# [DOCUMENT SEGMENT]
++++++

The race is on to find more cost-effective, energy-efficient strategies for turning biomass, or renewable feedstocks, into alternative fuels. But just as important, researchers are seeking ways to produce these fuels without compromising global food supply and land.
In recent years, more attention has been given to creating energy generated from waste and from biomass consisting of organic materials. This renewable energy is favorable because the process produces fewer toxins, is easier on the environment and sends less waste to the landfills.
Ethanol made from corn grain, beets, sugarcane, wheat and other first-generation feedstocks is getting a bad rap these days. That’s because of its association with land and water resource concerns, waste toxicity and food crop competition. So, more attention and resources are going into the producing of ethanol and other biofuel types from second-generation feedstocks, sometimes known as non-food crops.
The processing of non-food feedstocks into biofuels is gaining momentum because it produces minimal greenhouse gas emissions, it’s less costly to process, it has minimal land, water and food crop demands, and it has the potential to create much needed new markets in the biofuel industry.
Another plus is that ethanol produced from second-generation feedstock has high performance and compatibility with traditional combustion engines and current energy infrastructure, including refineries and pipelines.

++++++

# [Referring expression pointing data]
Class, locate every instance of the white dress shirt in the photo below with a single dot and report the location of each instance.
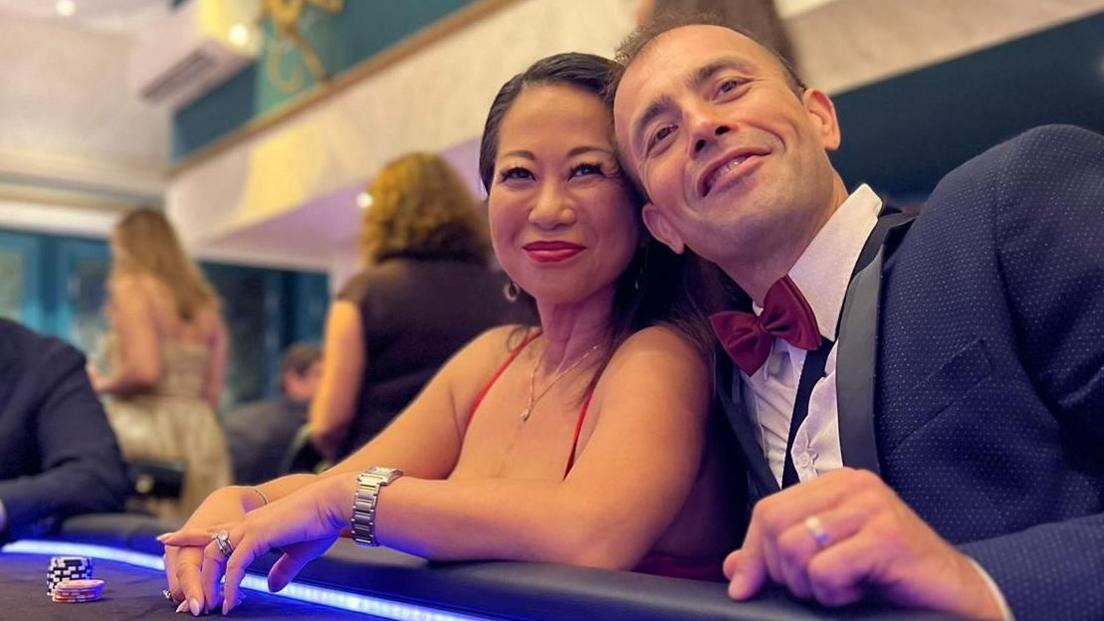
(823, 274)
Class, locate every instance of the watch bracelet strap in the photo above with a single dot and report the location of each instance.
(369, 484)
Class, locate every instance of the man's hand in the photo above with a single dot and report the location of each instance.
(847, 535)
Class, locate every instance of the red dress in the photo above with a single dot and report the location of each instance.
(653, 562)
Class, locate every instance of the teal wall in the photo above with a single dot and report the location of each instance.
(362, 30)
(903, 134)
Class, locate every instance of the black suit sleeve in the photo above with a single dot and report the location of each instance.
(81, 470)
(1049, 219)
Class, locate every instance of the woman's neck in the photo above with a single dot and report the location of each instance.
(571, 330)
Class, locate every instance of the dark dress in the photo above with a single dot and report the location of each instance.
(415, 314)
(259, 435)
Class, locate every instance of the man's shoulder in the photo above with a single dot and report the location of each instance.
(1037, 160)
(18, 341)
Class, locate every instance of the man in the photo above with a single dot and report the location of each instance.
(261, 433)
(965, 366)
(57, 454)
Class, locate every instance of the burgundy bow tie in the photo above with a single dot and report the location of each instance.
(785, 314)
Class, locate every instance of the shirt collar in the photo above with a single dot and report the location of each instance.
(824, 270)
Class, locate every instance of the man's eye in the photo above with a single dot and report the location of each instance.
(729, 85)
(660, 135)
(583, 169)
(516, 172)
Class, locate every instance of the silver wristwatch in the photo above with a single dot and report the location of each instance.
(363, 505)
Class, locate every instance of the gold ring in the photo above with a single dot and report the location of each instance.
(816, 528)
(222, 541)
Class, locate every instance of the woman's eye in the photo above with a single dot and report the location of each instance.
(583, 169)
(729, 85)
(516, 172)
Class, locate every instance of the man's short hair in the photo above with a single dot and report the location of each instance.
(639, 39)
(298, 358)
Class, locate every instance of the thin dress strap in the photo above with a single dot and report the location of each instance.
(579, 428)
(498, 372)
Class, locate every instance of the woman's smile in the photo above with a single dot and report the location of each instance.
(552, 251)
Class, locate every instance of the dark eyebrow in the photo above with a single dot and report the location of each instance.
(586, 149)
(576, 150)
(694, 82)
(707, 73)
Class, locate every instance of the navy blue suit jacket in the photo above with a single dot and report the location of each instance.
(57, 454)
(987, 402)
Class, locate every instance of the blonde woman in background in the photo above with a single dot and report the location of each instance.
(167, 355)
(425, 291)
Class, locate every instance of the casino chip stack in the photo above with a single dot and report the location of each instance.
(76, 591)
(66, 568)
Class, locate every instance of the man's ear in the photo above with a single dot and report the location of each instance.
(823, 114)
(661, 229)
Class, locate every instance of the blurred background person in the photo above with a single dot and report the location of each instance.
(57, 454)
(425, 291)
(167, 357)
(757, 17)
(259, 434)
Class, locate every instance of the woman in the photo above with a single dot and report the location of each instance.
(581, 441)
(424, 293)
(167, 353)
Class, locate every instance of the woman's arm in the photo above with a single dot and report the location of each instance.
(625, 488)
(424, 441)
(343, 364)
(216, 369)
(133, 319)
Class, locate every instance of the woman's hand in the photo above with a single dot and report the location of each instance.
(304, 525)
(183, 565)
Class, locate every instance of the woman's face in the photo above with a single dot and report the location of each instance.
(562, 221)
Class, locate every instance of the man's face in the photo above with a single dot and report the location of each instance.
(733, 160)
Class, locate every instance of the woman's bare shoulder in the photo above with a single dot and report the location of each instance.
(659, 341)
(492, 346)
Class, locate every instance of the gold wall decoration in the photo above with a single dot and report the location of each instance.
(285, 17)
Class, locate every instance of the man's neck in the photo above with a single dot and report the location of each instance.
(756, 272)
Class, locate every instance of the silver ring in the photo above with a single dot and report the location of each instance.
(816, 528)
(222, 541)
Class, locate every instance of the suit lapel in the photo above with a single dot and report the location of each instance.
(8, 358)
(857, 344)
(729, 391)
(855, 367)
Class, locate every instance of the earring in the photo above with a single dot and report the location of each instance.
(640, 270)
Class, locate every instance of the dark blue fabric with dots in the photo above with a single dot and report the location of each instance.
(990, 382)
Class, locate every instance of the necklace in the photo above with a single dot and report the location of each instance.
(533, 398)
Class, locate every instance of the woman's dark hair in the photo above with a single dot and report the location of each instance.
(658, 286)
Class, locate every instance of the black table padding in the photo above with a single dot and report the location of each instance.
(506, 590)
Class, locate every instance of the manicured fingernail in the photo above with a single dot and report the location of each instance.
(736, 587)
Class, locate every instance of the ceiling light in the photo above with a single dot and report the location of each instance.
(65, 8)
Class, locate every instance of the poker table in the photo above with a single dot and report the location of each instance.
(354, 582)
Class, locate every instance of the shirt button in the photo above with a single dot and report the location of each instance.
(804, 461)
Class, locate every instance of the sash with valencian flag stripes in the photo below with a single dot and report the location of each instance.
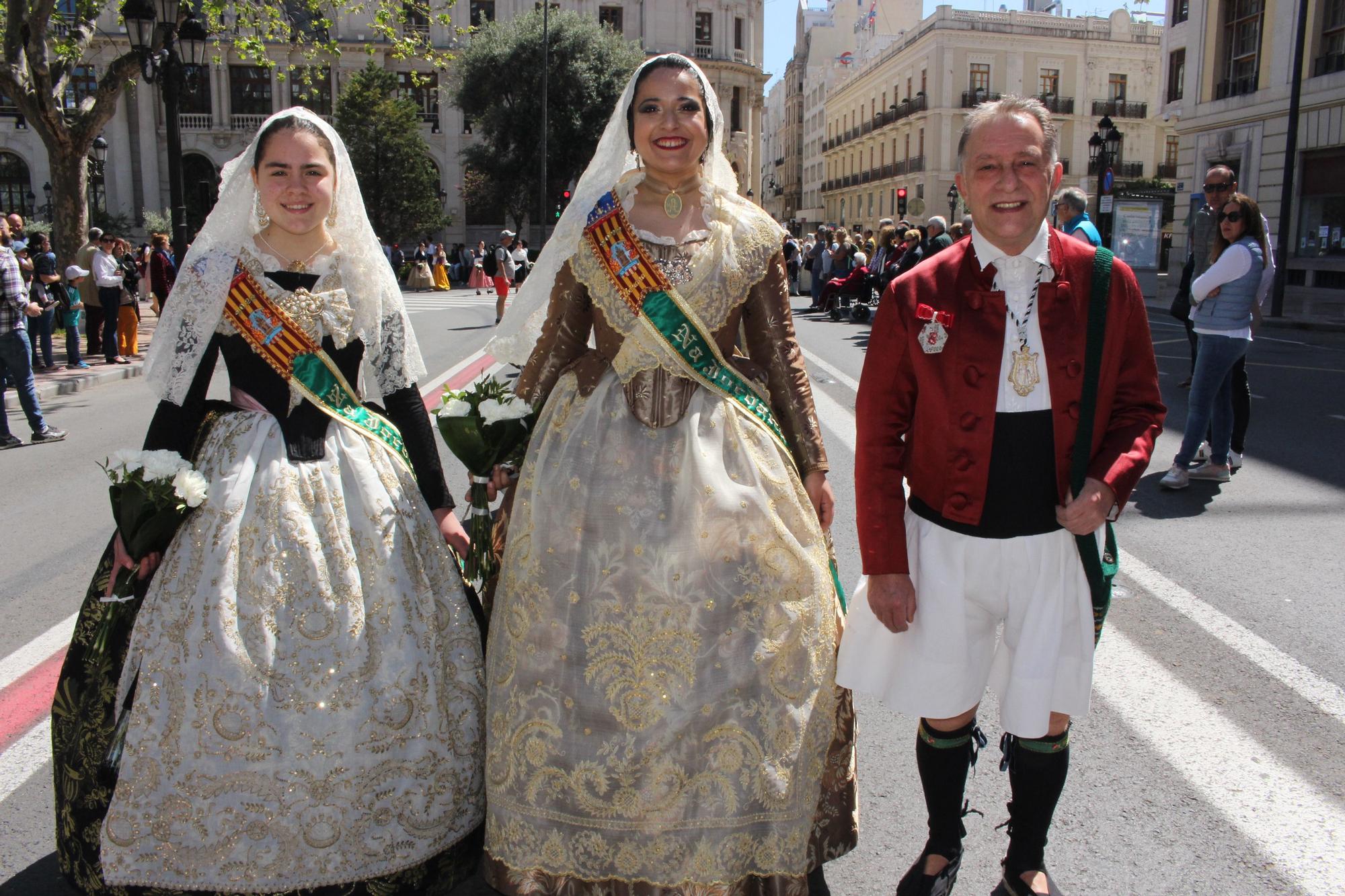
(303, 364)
(653, 299)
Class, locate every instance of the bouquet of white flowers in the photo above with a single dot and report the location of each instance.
(484, 425)
(151, 493)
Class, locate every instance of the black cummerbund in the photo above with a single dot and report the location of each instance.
(1022, 489)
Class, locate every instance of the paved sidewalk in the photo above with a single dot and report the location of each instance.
(61, 381)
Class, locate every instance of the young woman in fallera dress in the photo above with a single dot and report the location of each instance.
(303, 677)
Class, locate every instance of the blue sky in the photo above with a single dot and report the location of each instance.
(779, 24)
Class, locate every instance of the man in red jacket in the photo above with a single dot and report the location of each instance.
(972, 395)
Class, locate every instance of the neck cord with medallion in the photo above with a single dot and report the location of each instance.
(673, 201)
(293, 266)
(1023, 373)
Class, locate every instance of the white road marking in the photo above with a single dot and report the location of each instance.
(29, 755)
(1272, 803)
(36, 651)
(1325, 694)
(835, 372)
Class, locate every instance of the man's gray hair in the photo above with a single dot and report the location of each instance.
(1012, 106)
(1075, 198)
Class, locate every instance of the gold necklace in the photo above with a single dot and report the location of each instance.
(294, 267)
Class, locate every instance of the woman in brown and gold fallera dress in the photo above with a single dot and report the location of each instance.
(662, 710)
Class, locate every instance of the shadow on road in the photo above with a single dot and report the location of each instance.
(1153, 501)
(40, 879)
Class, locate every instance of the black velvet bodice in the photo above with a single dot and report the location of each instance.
(305, 428)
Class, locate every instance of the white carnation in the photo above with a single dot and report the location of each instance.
(126, 460)
(496, 411)
(190, 486)
(163, 464)
(455, 408)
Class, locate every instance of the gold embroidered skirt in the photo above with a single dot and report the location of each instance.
(662, 710)
(310, 693)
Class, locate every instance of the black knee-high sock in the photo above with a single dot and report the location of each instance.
(1038, 771)
(944, 759)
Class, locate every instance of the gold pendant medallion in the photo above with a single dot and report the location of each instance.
(673, 205)
(1023, 374)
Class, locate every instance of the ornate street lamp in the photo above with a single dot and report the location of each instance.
(174, 69)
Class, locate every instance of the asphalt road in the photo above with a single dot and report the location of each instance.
(1211, 760)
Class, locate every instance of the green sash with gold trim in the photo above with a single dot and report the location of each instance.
(653, 299)
(303, 364)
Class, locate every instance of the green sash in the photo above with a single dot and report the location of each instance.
(656, 302)
(303, 364)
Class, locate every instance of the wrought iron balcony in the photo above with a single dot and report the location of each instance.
(1121, 110)
(973, 99)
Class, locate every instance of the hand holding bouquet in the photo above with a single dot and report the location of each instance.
(151, 494)
(484, 425)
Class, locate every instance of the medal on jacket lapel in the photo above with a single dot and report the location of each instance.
(1023, 372)
(934, 335)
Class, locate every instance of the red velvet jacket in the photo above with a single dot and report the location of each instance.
(930, 417)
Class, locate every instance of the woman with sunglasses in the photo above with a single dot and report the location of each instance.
(1225, 313)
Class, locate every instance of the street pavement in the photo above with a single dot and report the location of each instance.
(1211, 760)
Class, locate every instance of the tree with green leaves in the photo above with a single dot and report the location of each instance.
(392, 161)
(44, 46)
(497, 84)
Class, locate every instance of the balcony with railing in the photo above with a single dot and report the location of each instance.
(1058, 106)
(1330, 64)
(1121, 110)
(245, 123)
(973, 99)
(1235, 87)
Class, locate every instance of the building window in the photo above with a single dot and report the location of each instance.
(704, 33)
(980, 77)
(1321, 217)
(1242, 48)
(1176, 75)
(424, 95)
(614, 18)
(484, 11)
(249, 91)
(15, 184)
(1332, 45)
(313, 89)
(84, 83)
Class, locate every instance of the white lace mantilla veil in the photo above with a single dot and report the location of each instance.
(197, 302)
(523, 323)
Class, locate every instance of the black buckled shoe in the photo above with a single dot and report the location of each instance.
(917, 883)
(1015, 885)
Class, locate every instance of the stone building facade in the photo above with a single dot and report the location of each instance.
(894, 122)
(1226, 89)
(220, 119)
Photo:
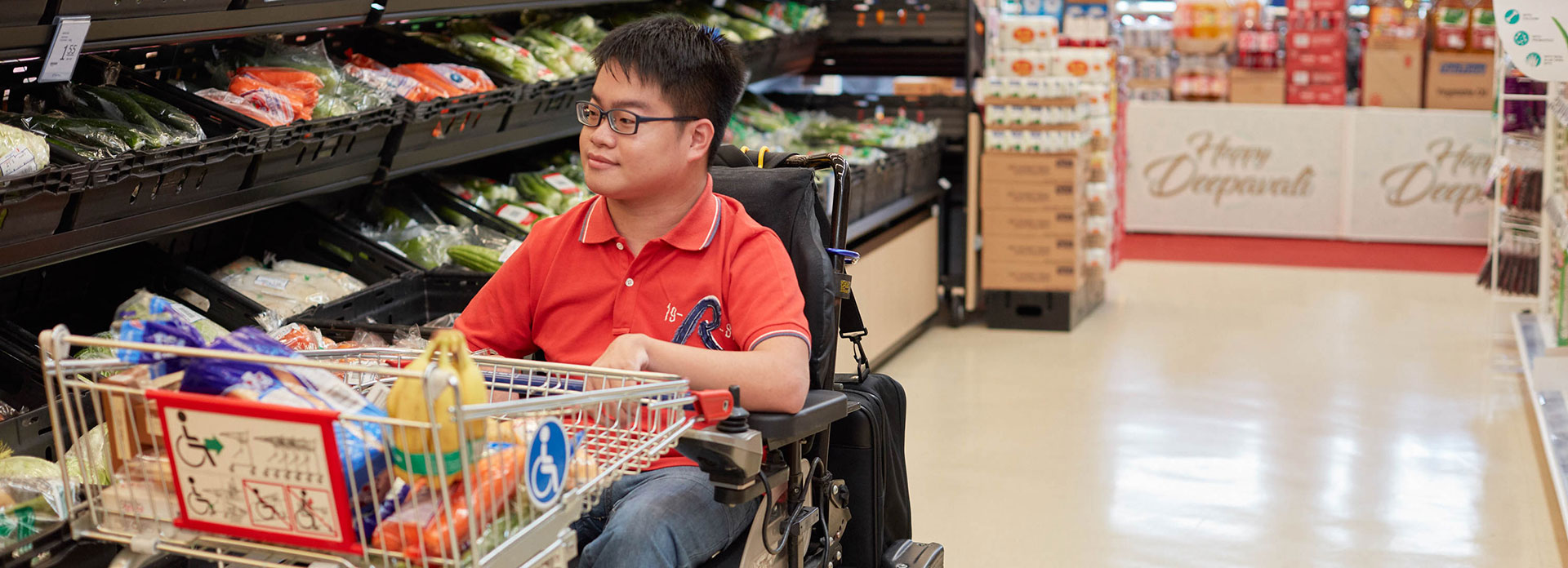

++++++

# [TASK]
In the biofuel text, swap "feedstocks" for "raw materials" and write out everything from "Ethanol made from" down to "the biofuel industry.". The items have nothing to do with the biofuel text.

# [RESPONSE TO THE EXERCISE]
Ethanol made from corn grain, beets, sugarcane, wheat and other first-generation raw materials is getting a bad rap these days. That’s because of its association with land and water resource concerns, waste toxicity and food crop competition. So, more attention and resources are going into the producing of ethanol and other biofuel types from second-generation raw materials, sometimes known as non-food crops.
The processing of non-food raw materials into biofuels is gaining momentum because it produces minimal greenhouse gas emissions, it’s less costly to process, it has minimal land, water and food crop demands, and it has the potential to create much needed new markets in the biofuel industry.